§ **CHALLENGES**:
1/ Write out the mailing-list post on aptitude from "I'd worry about" up to and including "around the world.".
2/ Continue the mailing-list post on aptitude from where it stops.

2006-02-25 Thread Joris Huizer

[EMAIL PROTECTED] wrote:

On Sat, Feb 25, 2006 at 08:12:59AM -0500, [EMAIL PROTECTED] wrote:




One way to get the system to be really minimal, is to mark *everything* 
as auto-installed (M in aptitude), and then to select those packages you 
need to be there as manually installed (m in aptitude)
note that this is not for newbies - if you forget to mark some packages 
as manual, that are necessary for, say, network support, or something 
else you require, you're in trouble




I'd worry about forgetting the packages necessary to run aptitude and 
the keyboard and monitor in textmode...  I suspect that 8al* the 
dependencies aren't there ... for example, most commands don't have a 
dependency on the shell that you need to have so you can type in the 
comand and execute them.  Strictly, of course they don't need a shell to 
run -- there are other ways of launching a program, such as the one that 
the kernel uses to launch the shell.  Another example is X, where the X 
clients don't need the X server, because, after all, you could be using 
an X server through the internet on a maching halfway around the world.

§ **DATA LISTING**:
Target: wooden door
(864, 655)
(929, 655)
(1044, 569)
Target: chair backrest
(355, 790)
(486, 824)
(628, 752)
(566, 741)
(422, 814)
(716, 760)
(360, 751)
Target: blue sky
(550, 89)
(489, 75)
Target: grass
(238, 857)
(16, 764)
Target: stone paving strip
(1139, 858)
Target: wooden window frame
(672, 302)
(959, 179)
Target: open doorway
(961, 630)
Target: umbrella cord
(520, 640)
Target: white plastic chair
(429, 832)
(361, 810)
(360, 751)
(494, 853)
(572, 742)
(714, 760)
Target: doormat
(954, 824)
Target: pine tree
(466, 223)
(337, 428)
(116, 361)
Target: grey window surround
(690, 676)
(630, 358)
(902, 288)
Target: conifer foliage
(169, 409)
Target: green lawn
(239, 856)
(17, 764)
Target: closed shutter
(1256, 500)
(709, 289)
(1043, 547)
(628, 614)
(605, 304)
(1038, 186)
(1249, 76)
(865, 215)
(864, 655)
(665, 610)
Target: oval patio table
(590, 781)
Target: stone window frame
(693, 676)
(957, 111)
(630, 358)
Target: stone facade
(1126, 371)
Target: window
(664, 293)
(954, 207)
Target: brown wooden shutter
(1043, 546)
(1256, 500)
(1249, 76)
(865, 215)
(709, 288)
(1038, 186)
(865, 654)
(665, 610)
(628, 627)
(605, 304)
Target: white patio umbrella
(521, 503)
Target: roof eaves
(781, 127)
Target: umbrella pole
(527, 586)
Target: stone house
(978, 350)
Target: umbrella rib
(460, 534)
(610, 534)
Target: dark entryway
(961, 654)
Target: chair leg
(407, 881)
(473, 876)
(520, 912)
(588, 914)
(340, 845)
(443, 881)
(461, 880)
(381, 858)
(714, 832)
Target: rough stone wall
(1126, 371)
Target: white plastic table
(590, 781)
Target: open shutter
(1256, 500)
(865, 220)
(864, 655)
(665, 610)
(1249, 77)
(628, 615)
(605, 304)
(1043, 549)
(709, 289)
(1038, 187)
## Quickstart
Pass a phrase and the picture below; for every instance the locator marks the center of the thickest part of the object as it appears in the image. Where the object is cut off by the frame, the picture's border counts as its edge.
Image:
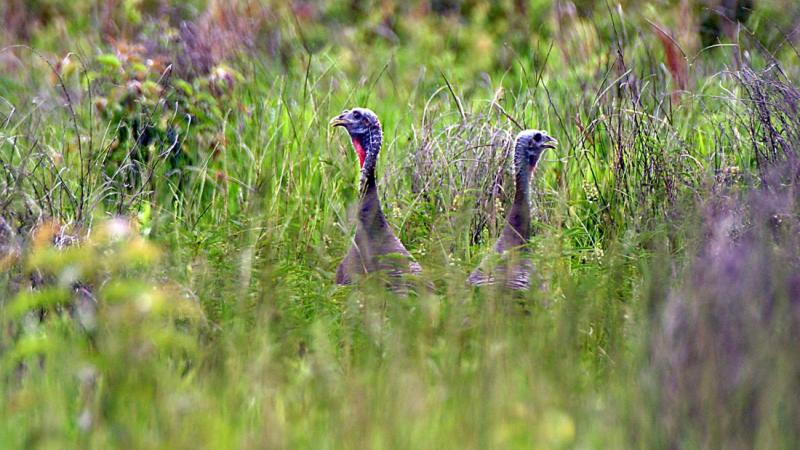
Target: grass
(212, 208)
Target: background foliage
(174, 207)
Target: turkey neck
(370, 214)
(518, 227)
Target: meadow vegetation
(174, 204)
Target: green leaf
(29, 300)
(109, 61)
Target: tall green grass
(218, 324)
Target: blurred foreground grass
(185, 150)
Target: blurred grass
(236, 337)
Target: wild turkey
(375, 248)
(511, 264)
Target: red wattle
(362, 154)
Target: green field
(174, 163)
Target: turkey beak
(550, 142)
(338, 121)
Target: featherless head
(364, 128)
(529, 146)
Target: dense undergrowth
(174, 206)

§ **IN RESPONSE**:
1/
I'd worry about forgetting the packages necessary to run aptitude and 
the keyboard and monitor in textmode...  I suspect that 8al* the 
dependencies aren't there ... for example, most commands don't have a 
dependency on the shell that you need to have so you can type in the 
comand and execute them.  Strictly, of course they don't need a shell to 
run -- there are other ways of launching a program, such as the one that 
the kernel uses to launch the shell.  Another example is X, where the X 
clients don't need the X server, because, after all, you could be using 
an X server through the internet on a maching halfway around the world.

2/
I wasn't looking for a *truly* minimal system.  I was looking (perhaps 
misguidedly) for the collection of packages I usually get during 
installation when I select "minimal system".  I would select that 
virtual package, and make any adjustments necessary to resolve the 
conflicts I encountered, and install.  As it is, I keep doing 
things and finding out they don't work, switch over to aptitude, 
installing packages containing the missing commands, and so forth.

Maybe I should just continue in this way and things will stabilize.

-- hendrik



Sorry I didn't see your previous message so I reply now; just for the
record:
Some packages won't be removed without you answering some large warning
with typing something like "this is really what I want" (that, there's
no chance that you do not know you did that) and marking them as
auto-installed won't make aptitude think they have to be removed; (and
bash is part of the critical set so you would always have a shell)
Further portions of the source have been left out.